--- What this task involves ---
Quote exactly, and only, the lines from the one with "Objective — for the scattered" through the end of the listing.

--- Task inputs ---
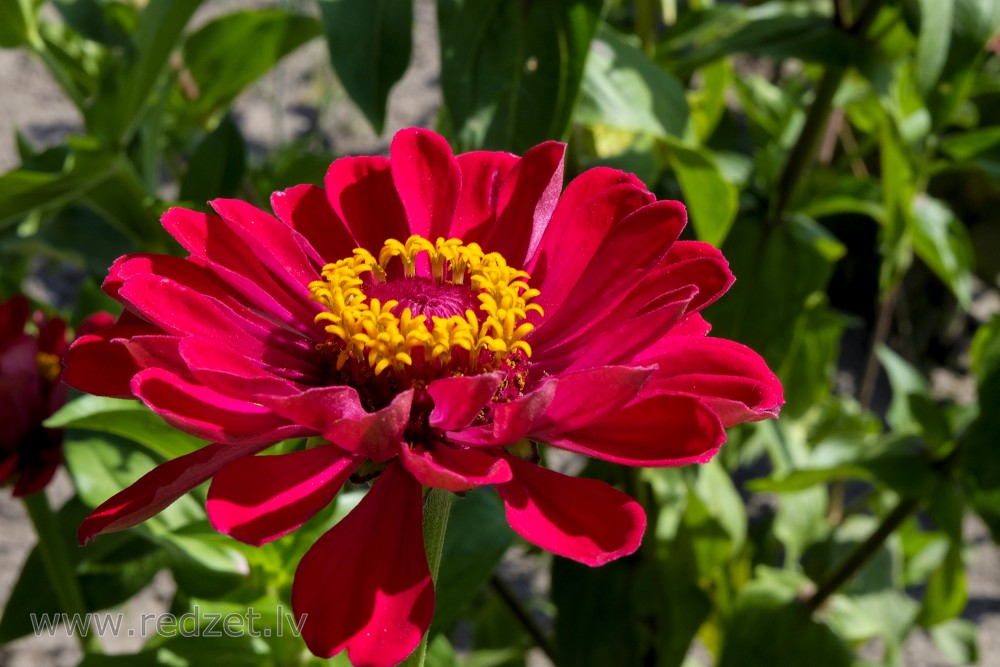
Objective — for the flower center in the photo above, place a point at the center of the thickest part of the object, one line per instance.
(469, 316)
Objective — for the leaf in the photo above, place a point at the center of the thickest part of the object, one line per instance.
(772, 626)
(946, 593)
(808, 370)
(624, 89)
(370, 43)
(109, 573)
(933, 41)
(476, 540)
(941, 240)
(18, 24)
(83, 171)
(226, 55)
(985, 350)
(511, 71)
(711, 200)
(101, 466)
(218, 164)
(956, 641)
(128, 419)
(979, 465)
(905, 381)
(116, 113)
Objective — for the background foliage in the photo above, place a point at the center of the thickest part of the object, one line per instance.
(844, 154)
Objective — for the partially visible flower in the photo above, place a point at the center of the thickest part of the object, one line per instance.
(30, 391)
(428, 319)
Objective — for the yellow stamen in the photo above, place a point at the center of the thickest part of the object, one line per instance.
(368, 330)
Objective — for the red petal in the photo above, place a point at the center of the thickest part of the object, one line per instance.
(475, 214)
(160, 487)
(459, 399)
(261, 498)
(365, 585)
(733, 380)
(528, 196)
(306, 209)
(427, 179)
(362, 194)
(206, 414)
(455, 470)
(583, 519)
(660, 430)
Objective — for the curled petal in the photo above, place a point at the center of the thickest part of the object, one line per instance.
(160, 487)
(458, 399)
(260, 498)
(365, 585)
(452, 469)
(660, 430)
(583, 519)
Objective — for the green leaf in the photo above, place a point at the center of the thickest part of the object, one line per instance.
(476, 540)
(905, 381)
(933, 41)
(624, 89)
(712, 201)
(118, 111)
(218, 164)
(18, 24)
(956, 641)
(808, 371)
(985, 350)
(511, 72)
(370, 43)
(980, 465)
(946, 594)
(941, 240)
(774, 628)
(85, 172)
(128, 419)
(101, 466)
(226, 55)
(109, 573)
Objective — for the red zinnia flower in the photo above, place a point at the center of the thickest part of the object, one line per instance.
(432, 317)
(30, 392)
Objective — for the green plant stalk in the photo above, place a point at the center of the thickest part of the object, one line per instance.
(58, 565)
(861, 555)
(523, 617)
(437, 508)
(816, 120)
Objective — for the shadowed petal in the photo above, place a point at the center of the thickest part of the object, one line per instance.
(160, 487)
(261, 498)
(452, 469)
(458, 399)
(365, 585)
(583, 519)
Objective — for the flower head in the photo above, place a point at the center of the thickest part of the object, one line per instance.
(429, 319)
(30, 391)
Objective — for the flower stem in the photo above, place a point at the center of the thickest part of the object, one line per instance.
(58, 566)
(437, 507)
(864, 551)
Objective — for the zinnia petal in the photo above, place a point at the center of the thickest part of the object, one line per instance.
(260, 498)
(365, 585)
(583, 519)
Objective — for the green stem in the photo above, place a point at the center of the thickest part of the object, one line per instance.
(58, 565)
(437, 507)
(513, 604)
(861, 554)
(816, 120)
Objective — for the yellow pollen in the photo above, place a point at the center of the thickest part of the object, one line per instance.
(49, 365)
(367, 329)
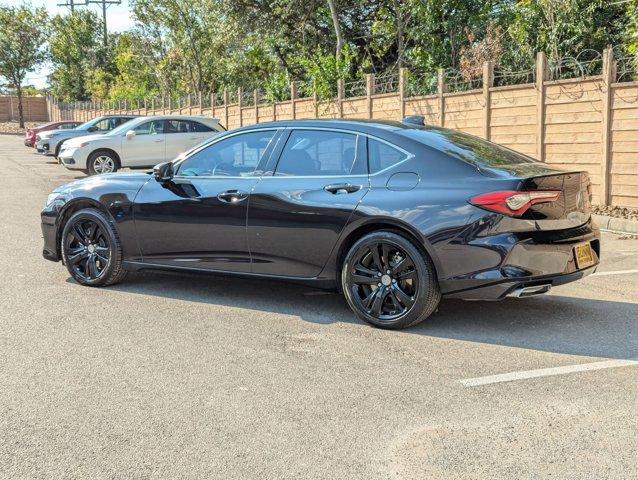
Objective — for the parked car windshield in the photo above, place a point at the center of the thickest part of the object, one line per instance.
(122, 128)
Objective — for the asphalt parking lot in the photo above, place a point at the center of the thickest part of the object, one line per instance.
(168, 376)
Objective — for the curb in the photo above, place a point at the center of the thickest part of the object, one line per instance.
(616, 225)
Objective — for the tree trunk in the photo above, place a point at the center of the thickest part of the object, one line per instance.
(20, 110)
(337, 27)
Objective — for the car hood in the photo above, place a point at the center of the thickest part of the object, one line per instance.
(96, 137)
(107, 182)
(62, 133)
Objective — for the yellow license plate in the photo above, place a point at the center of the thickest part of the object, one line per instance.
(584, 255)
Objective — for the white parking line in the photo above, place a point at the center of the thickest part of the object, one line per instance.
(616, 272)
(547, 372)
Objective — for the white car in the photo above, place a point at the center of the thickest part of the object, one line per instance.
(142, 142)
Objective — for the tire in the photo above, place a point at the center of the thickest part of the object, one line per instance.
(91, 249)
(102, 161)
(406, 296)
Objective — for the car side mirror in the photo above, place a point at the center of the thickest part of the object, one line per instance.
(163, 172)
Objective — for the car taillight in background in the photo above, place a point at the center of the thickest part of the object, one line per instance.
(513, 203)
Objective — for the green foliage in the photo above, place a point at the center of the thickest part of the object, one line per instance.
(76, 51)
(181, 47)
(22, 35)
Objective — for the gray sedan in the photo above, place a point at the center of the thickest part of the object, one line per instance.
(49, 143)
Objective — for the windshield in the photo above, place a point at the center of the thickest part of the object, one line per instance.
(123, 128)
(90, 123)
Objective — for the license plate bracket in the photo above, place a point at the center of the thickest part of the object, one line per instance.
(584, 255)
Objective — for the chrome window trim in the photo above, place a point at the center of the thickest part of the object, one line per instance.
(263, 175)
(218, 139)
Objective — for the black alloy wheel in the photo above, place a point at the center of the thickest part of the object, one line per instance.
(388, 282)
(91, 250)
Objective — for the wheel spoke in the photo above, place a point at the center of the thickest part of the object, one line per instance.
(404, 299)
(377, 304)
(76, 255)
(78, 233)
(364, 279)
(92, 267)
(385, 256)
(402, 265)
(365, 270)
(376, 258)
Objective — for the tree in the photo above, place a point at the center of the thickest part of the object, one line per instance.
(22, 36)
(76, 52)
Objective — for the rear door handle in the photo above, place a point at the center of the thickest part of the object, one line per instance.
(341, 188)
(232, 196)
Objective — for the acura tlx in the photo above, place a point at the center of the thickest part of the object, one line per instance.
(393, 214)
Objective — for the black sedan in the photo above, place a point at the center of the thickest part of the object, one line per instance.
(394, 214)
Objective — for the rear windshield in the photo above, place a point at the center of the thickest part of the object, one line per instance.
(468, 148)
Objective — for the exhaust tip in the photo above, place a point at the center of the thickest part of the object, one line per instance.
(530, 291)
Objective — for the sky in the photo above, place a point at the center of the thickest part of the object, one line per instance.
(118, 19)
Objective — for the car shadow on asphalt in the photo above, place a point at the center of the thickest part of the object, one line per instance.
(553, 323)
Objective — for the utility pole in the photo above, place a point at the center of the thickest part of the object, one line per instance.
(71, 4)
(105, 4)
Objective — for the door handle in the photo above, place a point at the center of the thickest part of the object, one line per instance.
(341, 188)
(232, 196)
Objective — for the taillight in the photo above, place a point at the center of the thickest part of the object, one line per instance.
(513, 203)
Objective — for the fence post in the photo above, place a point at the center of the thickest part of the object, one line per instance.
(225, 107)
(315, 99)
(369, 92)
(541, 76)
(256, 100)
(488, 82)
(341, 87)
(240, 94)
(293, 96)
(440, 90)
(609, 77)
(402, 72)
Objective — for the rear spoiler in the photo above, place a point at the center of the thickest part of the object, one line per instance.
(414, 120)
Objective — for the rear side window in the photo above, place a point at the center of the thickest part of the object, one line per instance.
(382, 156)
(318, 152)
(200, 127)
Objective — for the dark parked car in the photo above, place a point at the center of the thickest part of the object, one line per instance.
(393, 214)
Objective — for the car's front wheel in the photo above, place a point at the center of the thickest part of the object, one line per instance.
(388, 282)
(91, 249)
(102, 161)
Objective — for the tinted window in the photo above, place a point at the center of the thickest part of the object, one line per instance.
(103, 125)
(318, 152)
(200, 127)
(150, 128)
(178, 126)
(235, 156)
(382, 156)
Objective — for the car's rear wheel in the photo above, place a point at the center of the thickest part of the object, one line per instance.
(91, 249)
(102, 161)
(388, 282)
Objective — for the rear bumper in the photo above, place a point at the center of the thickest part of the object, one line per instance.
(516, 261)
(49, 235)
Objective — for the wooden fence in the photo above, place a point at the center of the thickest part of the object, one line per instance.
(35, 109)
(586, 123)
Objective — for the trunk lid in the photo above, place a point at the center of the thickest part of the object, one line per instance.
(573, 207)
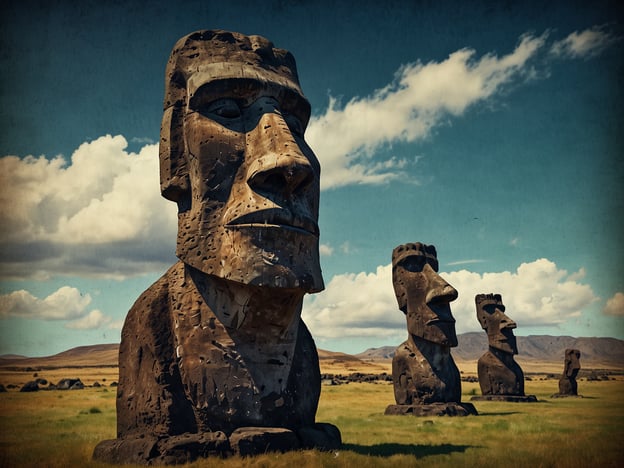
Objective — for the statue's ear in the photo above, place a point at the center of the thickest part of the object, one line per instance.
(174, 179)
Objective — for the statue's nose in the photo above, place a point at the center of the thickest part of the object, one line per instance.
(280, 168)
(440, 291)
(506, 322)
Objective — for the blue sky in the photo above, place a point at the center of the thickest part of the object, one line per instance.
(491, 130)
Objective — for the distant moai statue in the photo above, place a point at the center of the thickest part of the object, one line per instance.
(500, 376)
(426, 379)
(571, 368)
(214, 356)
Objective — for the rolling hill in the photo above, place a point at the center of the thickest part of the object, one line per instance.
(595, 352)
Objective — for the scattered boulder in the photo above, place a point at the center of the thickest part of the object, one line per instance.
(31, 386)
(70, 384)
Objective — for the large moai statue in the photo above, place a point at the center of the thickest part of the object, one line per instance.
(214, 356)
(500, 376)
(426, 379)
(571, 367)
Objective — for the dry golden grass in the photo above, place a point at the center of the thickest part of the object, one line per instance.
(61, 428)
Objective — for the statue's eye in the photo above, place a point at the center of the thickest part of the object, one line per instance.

--- In response ---
Objective — for the scattered boulder in the photo above, place a point at the center of the thickest part of the object, one line per instance.
(31, 386)
(70, 384)
Objective — for the large moai statue in the photo above, place a point at the center of the thickest part of the object, one line per instance.
(214, 356)
(500, 376)
(426, 379)
(571, 367)
Objective — for the dry golden grass in the photo above, place a point at the center of the thickest part of the object, one line per instance.
(61, 428)
Objective — for the statue's eye in the photo above, place a point at the center of the thickest part of the object, one line per instance.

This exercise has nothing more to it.